[SUPPLIED MATERIAL start]

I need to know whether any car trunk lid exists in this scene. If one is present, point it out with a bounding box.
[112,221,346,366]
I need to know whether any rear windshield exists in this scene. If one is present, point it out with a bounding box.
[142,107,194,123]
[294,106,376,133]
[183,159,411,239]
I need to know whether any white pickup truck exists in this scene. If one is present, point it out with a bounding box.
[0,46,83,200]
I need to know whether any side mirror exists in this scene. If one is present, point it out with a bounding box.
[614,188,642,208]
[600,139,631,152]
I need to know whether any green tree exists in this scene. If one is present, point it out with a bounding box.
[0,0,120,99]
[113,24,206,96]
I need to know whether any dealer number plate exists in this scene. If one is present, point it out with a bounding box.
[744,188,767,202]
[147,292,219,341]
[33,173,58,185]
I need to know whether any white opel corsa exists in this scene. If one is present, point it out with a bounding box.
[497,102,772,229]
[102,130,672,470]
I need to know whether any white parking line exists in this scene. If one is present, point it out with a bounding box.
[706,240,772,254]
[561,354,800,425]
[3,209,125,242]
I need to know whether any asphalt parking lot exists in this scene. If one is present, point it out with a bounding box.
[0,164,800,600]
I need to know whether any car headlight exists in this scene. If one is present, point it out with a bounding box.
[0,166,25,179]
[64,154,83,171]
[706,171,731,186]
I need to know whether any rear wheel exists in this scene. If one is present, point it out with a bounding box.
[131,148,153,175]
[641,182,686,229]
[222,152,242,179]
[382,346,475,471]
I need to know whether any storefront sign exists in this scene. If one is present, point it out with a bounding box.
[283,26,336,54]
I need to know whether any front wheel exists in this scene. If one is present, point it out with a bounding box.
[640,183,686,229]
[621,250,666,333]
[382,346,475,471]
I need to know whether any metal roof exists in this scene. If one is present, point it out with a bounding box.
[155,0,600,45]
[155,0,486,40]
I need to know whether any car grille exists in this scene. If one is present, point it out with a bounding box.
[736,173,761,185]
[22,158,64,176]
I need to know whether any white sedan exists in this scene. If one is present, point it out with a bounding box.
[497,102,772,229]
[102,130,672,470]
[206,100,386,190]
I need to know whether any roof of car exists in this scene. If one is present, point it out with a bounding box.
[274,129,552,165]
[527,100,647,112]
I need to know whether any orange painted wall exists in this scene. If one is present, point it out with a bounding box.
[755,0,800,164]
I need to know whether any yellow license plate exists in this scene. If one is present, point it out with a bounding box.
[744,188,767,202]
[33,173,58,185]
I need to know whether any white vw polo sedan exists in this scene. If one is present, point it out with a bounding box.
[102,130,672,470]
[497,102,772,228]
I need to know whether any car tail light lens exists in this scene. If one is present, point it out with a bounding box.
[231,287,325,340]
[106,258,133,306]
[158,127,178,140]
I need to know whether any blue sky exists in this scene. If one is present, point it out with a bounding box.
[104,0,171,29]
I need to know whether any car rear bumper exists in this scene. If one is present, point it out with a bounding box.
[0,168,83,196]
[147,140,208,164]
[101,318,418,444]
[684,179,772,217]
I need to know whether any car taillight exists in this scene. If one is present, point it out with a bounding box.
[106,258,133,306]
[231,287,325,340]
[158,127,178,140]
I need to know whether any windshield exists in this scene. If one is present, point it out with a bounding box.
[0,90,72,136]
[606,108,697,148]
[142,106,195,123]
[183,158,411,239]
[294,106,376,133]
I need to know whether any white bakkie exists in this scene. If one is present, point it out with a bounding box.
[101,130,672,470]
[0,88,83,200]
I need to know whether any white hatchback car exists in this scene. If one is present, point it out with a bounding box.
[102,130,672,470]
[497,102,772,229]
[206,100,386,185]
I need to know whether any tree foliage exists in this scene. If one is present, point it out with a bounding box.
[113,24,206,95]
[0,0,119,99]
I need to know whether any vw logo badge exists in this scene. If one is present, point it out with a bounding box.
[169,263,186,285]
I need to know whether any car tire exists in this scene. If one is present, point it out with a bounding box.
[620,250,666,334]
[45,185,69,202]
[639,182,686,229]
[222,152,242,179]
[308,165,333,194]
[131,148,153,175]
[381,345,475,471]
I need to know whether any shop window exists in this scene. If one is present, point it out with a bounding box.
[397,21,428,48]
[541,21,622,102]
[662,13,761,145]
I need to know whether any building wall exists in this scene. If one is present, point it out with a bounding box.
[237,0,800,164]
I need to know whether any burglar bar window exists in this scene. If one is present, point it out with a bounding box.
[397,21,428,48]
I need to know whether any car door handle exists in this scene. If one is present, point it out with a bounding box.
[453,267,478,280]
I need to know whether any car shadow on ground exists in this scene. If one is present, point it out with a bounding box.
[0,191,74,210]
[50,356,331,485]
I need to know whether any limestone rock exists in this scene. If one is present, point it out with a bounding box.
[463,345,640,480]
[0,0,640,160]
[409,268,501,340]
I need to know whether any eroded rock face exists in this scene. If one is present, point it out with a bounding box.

[SUPPLIED MATERIAL end]

### YOUR OBJECTIVE
Return every line of the items above that contains the string "window", treating uppercase and lowercase as different.

### PROBLEM SOLUTION
I need to know whether any shop window exists in this scene. If one is present, point it out with a bounding box.
I need to know whether any burglar bar window exists in this scene. If one is present, point it out with a bounding box.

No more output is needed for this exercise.